**STORED DATA**:
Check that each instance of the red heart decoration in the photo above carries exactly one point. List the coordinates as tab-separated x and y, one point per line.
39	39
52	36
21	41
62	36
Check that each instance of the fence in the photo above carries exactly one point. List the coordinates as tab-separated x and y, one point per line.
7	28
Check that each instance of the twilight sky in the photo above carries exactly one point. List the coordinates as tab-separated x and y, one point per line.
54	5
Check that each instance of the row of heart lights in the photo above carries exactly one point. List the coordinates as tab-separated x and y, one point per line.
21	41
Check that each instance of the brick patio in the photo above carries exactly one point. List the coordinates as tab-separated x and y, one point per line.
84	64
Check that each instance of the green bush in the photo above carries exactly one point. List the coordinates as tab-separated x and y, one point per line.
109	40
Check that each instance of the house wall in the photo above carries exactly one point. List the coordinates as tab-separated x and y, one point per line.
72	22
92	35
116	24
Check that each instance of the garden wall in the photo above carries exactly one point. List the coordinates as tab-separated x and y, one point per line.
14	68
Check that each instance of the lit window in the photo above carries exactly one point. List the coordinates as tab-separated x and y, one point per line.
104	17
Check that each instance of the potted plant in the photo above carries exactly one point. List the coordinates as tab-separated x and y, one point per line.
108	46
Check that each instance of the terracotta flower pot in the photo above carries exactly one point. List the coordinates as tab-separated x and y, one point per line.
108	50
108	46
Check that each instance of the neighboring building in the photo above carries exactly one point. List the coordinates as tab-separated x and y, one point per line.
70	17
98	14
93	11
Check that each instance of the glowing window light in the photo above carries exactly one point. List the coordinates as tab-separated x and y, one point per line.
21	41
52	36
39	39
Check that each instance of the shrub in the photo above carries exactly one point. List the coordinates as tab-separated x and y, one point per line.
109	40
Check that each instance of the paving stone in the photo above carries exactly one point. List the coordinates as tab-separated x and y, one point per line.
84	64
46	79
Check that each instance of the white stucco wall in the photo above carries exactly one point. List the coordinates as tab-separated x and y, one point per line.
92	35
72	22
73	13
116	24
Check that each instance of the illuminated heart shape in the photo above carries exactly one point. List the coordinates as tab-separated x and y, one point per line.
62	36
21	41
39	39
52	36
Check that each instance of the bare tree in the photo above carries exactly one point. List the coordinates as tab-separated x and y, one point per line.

**TASK PROMPT**:
When the material above has been read, copy all of it exactly.

**TASK SOLUTION**:
Check that each instance of the red heart decoration in the photo above carries exactly one point. List the coordinates as tab-separated x and y, one point per line.
39	39
52	36
21	41
62	36
Check that each instance of the fence in the photo above carries exactly one point. List the coordinates as tab-separated x and y, one point per line.
7	28
Check that each instance of the twilight sky in the photo above carries exactly one point. List the coordinates as tab-separated x and y, one point per line.
54	5
Check that each instance of the row of heart lights in the photo above carries exactly one point. List the coordinates as tab-separated x and y, one point per line.
21	41
Check that each instance of the brick patio in the photo above carries exactly one point. List the coordinates as tab-separated x and y, one point per line.
84	64
Check that each instance of the green bush in the photo above carries exactly one point. List the coordinates as tab-separated x and y, one point per line.
109	40
Check that each instance of the house wall in the photo above carries exactly one point. List the coordinates as tab-separated x and y, one point per line.
72	22
92	35
116	24
Check that each instance of the garden wall in the photo above carries exactly one point. List the coordinates as tab-separated x and y, one point per line.
14	68
Check that each instance of the lit window in the photo above carries exactly one point. List the coordinates as tab-separated x and y, one point per line.
104	17
Check that each instance of the potted plant in the photo above carries exactly one point. List the coordinates as tab-separated x and y, one point per line.
108	46
Check that each instance of the terracotta flower pot in the photo above carries exactly one point. List the coordinates as tab-separated x and y, one point per line.
108	50
108	46
Check that each instance of the neighboring building in the photo above carries exactly one point. List the coordinates as tab-separated x and y, one point per line.
70	17
98	14
93	11
Check that each instance of the glowing window light in the photo above carries exactly one point. List the coordinates as tab-separated x and y, one point per line.
21	41
52	36
39	39
Check that each instance of the shrub in the photo above carries exactly one point. List the coordinates as tab-separated x and y, one point per line.
109	40
Check that each instance of the paving stone in the photo above carries exactly one point. List the coordinates as tab-separated x and y, one point per line.
84	64
46	79
Check that each instance of the white stucco wall in the photo above carries exactly one point. List the coordinates as tab-separated x and y, one point per line.
92	35
72	22
73	13
116	24
Check that each instance of the illuminated heart shape in the photo above carries exactly one point. List the coordinates as tab-separated x and y, one point per line.
62	36
21	41
39	39
52	36
Check that each instance of the bare tree in the photo above carries exactly one point. List the coordinates as tab-separated x and y, one point per line.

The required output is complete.